INSTRUCTIONS TO FOLLOW :: Copy out the stretch of entries from the line containing "TARGET = nose landing gear" through the end of the entries, both ends included, with every line reproduced and nothing else. Multiply each coordinate in the answers by 2.1 and round it to a whole number, rounding halves up.

[Labeled-object pointing entries]
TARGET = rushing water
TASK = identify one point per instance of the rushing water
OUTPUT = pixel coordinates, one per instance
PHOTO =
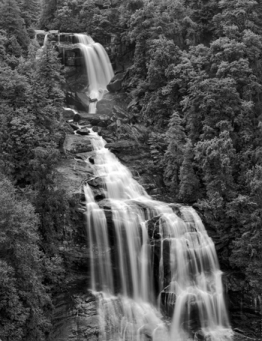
(98, 68)
(137, 277)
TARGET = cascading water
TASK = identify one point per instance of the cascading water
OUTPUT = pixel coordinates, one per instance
(98, 68)
(131, 271)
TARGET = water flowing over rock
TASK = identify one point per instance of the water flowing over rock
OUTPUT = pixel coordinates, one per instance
(139, 261)
(98, 68)
(151, 269)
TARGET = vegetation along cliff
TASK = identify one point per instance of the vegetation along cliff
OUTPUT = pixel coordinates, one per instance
(183, 112)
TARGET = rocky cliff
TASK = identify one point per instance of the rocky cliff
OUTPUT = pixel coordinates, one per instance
(76, 316)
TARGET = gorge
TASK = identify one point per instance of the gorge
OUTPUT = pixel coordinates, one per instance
(119, 198)
(151, 262)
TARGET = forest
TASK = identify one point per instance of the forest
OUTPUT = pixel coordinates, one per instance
(194, 72)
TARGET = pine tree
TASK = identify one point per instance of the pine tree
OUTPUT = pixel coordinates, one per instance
(11, 21)
(189, 186)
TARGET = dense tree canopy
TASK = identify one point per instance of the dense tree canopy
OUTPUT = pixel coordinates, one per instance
(194, 73)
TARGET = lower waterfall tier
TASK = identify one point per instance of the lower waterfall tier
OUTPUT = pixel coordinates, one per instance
(153, 259)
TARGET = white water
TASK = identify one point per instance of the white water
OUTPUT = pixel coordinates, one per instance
(124, 280)
(98, 67)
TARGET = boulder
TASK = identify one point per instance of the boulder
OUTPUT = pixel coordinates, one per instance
(77, 144)
(115, 86)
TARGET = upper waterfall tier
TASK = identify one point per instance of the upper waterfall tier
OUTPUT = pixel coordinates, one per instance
(179, 262)
(98, 67)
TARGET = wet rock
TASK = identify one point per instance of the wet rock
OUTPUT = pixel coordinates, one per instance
(84, 131)
(121, 145)
(77, 144)
(115, 85)
(96, 129)
(68, 114)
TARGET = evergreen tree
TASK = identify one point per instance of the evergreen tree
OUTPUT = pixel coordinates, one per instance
(189, 185)
(11, 21)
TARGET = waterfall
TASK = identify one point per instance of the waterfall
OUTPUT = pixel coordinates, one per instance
(98, 68)
(153, 258)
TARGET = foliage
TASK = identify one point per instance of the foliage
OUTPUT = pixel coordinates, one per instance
(24, 300)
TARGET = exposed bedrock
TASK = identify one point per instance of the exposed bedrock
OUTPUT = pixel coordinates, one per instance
(76, 315)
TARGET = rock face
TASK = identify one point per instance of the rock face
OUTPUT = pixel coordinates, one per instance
(75, 316)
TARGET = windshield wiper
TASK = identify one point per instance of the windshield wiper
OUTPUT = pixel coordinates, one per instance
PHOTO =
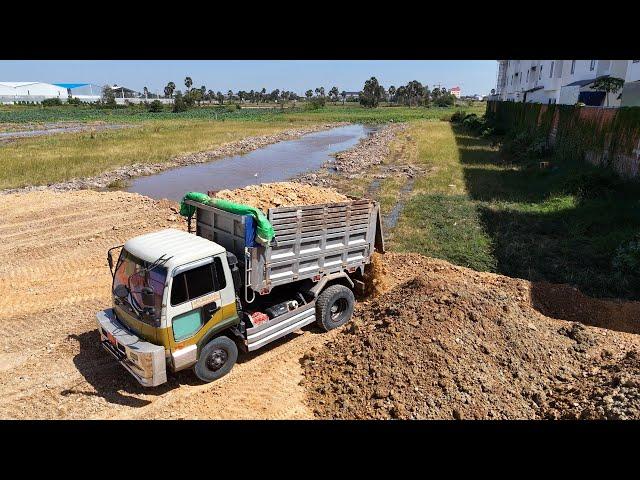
(160, 261)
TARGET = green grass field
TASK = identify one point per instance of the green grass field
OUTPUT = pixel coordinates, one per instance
(561, 224)
(55, 158)
(15, 115)
(156, 137)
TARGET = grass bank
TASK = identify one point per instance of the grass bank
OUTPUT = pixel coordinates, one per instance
(568, 223)
(55, 158)
(16, 115)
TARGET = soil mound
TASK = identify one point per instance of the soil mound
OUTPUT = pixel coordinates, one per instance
(280, 194)
(453, 343)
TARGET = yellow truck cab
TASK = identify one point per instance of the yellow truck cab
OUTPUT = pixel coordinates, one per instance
(184, 300)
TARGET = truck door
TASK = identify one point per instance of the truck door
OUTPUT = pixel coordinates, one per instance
(196, 301)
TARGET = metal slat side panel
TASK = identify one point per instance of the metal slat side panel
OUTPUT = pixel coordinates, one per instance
(263, 334)
(310, 240)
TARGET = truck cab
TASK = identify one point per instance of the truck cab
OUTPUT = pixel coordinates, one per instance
(193, 297)
(182, 300)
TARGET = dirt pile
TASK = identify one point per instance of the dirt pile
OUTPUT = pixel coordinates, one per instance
(369, 151)
(280, 194)
(454, 343)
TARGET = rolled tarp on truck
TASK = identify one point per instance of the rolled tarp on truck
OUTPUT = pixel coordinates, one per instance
(309, 241)
(263, 229)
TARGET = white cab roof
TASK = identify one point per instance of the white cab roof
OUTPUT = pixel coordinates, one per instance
(182, 246)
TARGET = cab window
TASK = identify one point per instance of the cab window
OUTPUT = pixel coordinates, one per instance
(197, 282)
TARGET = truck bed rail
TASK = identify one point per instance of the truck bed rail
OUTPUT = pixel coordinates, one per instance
(310, 241)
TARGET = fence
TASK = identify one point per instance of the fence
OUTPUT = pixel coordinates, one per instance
(602, 136)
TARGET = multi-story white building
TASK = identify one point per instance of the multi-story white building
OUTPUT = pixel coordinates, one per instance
(566, 81)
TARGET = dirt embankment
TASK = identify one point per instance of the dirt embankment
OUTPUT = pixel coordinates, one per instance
(442, 342)
(128, 172)
(448, 342)
(54, 278)
(280, 194)
(368, 157)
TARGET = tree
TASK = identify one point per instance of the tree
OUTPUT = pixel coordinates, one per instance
(370, 95)
(608, 85)
(169, 89)
(179, 105)
(415, 92)
(334, 93)
(392, 93)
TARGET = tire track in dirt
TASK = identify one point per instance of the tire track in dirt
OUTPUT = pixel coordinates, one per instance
(54, 277)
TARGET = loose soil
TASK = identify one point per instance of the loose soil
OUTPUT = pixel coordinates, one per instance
(446, 342)
(280, 194)
(434, 319)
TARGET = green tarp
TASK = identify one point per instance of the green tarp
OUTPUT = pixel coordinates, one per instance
(264, 230)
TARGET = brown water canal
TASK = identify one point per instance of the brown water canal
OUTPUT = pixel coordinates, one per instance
(277, 162)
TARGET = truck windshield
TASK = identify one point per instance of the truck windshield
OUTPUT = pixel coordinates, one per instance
(130, 272)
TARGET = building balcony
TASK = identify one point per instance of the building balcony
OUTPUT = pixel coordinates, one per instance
(552, 83)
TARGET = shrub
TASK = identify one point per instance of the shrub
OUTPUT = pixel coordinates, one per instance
(525, 145)
(596, 182)
(51, 102)
(626, 260)
(155, 106)
(458, 116)
(179, 104)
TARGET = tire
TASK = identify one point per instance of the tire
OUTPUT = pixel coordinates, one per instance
(217, 358)
(334, 307)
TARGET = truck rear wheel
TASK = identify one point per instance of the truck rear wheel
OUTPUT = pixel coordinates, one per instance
(216, 359)
(334, 307)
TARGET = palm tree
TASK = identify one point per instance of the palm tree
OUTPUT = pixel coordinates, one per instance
(169, 89)
(333, 93)
(392, 93)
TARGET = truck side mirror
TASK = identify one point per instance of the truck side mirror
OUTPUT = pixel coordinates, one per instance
(148, 297)
(121, 291)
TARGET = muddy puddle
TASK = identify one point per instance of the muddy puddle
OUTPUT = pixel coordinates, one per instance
(277, 162)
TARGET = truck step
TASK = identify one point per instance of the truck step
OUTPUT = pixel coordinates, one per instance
(280, 326)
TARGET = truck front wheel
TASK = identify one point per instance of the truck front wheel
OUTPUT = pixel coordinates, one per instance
(216, 359)
(334, 307)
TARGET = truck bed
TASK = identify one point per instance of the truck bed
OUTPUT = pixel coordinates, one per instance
(310, 241)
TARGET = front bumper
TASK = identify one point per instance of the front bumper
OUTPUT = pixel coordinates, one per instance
(144, 360)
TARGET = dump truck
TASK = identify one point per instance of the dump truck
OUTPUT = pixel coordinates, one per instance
(197, 298)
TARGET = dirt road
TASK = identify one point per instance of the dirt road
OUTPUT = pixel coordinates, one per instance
(54, 277)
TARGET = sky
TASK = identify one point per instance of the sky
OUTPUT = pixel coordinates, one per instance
(472, 76)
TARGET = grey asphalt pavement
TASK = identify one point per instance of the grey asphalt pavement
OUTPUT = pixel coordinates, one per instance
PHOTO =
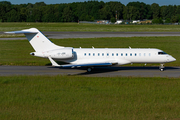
(97, 72)
(61, 35)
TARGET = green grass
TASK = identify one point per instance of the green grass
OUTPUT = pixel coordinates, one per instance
(89, 27)
(16, 52)
(76, 98)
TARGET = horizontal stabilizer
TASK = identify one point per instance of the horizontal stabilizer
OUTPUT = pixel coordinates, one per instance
(20, 32)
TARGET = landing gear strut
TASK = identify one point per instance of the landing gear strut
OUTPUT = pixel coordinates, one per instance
(89, 69)
(161, 67)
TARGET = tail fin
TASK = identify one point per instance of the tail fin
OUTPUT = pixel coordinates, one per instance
(38, 41)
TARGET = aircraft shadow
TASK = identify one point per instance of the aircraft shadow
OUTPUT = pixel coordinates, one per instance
(107, 69)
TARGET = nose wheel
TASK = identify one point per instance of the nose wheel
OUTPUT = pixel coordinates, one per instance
(161, 67)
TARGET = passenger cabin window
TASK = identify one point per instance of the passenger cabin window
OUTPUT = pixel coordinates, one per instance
(161, 53)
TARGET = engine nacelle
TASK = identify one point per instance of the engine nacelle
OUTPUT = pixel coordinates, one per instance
(63, 53)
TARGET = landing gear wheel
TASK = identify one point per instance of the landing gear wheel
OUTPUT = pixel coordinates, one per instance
(89, 69)
(161, 67)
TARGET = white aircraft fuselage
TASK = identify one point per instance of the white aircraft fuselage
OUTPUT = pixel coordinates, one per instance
(91, 57)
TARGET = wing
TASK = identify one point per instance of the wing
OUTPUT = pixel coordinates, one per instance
(81, 65)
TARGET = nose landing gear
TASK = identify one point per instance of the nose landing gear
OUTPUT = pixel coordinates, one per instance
(161, 67)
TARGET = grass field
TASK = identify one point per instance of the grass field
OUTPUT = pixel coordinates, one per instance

RIGHT ANSWER ::
TARGET = nose landing gear
TASK = identify one point per instance of the nose landing gear
OUTPUT = pixel coordinates, one per instance
(338, 141)
TARGET = grass field
TASK = identify one point per instance of the grass field
OUTPUT = pixel coordinates, one per instance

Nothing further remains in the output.